#### Data entries:
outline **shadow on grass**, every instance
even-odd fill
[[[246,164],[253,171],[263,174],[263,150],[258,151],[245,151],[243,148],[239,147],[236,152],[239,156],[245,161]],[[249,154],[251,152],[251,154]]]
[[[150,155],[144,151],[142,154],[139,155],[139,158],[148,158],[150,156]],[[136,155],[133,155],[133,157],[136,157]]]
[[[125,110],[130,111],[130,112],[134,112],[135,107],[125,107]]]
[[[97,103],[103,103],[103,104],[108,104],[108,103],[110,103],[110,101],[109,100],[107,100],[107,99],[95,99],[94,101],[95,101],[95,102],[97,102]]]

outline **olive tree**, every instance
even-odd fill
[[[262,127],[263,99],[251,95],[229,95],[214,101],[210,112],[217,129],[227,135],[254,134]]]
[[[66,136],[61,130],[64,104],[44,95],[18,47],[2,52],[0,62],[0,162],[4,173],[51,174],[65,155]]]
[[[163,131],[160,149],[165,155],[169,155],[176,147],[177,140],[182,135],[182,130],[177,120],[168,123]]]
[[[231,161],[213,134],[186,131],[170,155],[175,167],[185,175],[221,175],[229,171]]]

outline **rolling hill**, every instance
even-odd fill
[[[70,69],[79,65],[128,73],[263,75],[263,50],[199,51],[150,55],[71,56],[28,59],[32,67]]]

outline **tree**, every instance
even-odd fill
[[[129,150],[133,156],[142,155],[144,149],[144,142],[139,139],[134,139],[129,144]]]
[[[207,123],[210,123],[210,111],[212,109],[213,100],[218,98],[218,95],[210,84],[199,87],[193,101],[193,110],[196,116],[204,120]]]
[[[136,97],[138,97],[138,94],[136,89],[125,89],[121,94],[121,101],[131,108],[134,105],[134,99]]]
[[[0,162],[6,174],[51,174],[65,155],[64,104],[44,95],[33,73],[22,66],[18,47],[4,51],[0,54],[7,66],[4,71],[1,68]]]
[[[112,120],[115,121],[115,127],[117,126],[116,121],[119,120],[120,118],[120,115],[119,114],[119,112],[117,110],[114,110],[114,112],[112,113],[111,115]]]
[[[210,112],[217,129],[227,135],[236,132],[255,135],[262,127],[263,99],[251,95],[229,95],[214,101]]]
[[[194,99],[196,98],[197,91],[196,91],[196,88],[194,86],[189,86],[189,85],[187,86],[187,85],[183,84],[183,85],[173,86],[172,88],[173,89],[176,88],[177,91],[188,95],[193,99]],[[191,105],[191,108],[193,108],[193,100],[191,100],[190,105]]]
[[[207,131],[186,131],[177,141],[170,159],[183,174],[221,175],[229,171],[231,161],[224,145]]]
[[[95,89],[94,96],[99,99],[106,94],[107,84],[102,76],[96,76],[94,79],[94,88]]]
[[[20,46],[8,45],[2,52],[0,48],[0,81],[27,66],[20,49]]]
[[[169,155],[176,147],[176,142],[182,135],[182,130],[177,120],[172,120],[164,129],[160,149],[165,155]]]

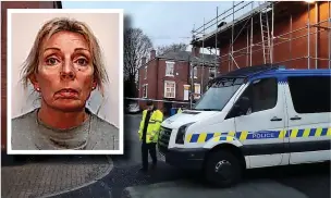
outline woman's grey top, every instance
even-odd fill
[[[119,150],[119,128],[88,109],[79,126],[58,129],[42,123],[35,109],[12,120],[13,150]]]

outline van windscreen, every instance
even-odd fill
[[[213,83],[193,109],[200,111],[222,111],[242,84],[243,83],[233,83],[232,81]]]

#### THE EXERCISE:
Pull every line of the data entries above into your answer without changing a character, and omit the pictures.

#### EXERCISE RESULT:
outline **shadow on grass**, every instance
even-odd fill
[[[246,164],[253,171],[263,174],[263,150],[258,151],[245,151],[243,148],[239,147],[236,152],[239,156],[245,161]],[[249,154],[251,152],[251,154]]]
[[[150,155],[144,151],[142,154],[139,155],[139,158],[148,158],[150,156]],[[136,155],[133,155],[133,157],[136,157]]]
[[[125,110],[130,111],[130,112],[134,112],[135,107],[125,107]]]
[[[97,103],[103,103],[103,104],[108,104],[108,103],[110,103],[110,101],[109,100],[107,100],[107,99],[95,99],[94,101],[95,101],[95,102],[97,102]]]

outline **olive tree**, every instance
even-odd fill
[[[262,127],[263,99],[251,95],[229,95],[214,101],[210,112],[217,129],[227,135],[254,134]]]
[[[66,136],[61,130],[64,104],[44,95],[18,47],[2,52],[0,62],[0,162],[4,173],[51,174],[65,155]]]
[[[163,131],[160,149],[165,155],[169,155],[176,147],[177,140],[182,135],[182,130],[177,120],[168,123]]]
[[[231,161],[213,134],[186,131],[170,155],[175,167],[185,175],[221,175],[229,171]]]

outline **rolling hill**, every instance
even-odd fill
[[[70,69],[79,65],[128,73],[263,75],[263,50],[199,51],[150,55],[71,56],[28,59],[32,67]]]

outline **tree**, every instance
even-odd fill
[[[129,150],[133,156],[142,155],[144,149],[144,142],[139,139],[134,139],[129,144]]]
[[[207,123],[210,123],[210,111],[212,109],[213,100],[218,98],[218,95],[210,84],[199,87],[193,101],[193,110],[196,116],[204,120]]]
[[[136,97],[138,97],[138,94],[136,89],[125,89],[121,94],[121,101],[131,108],[134,105],[134,99]]]
[[[0,162],[6,174],[51,174],[65,155],[64,104],[44,95],[33,73],[22,66],[18,47],[4,51],[0,54],[7,66],[4,71],[1,68]]]
[[[112,120],[115,121],[115,127],[117,126],[116,121],[119,120],[120,118],[120,115],[119,114],[119,112],[117,110],[114,110],[114,112],[112,113],[111,115]]]
[[[210,112],[217,129],[227,135],[236,132],[255,135],[262,127],[263,99],[251,95],[229,95],[214,101]]]
[[[194,99],[196,98],[197,91],[196,91],[196,88],[194,86],[189,86],[189,85],[187,86],[187,85],[183,84],[183,85],[173,86],[172,88],[173,89],[176,88],[177,91],[188,95],[193,99]],[[191,105],[191,108],[193,108],[193,100],[191,100],[190,105]]]
[[[207,131],[186,131],[177,141],[170,159],[183,174],[221,175],[229,171],[231,161],[224,145]]]
[[[95,89],[94,96],[99,99],[106,94],[107,84],[102,76],[96,76],[94,79],[94,88]]]
[[[20,46],[8,45],[2,52],[0,48],[0,81],[27,66],[20,49]]]
[[[169,155],[176,147],[176,142],[182,135],[182,130],[177,120],[172,120],[164,129],[160,149],[165,155]]]

outline woman's grey top, every instance
even-odd fill
[[[119,150],[119,128],[88,109],[79,126],[58,129],[42,123],[35,109],[12,120],[13,150]]]

outline van windscreen, every instance
even-odd fill
[[[213,83],[193,109],[200,111],[222,111],[242,84],[243,83],[233,83],[232,81]]]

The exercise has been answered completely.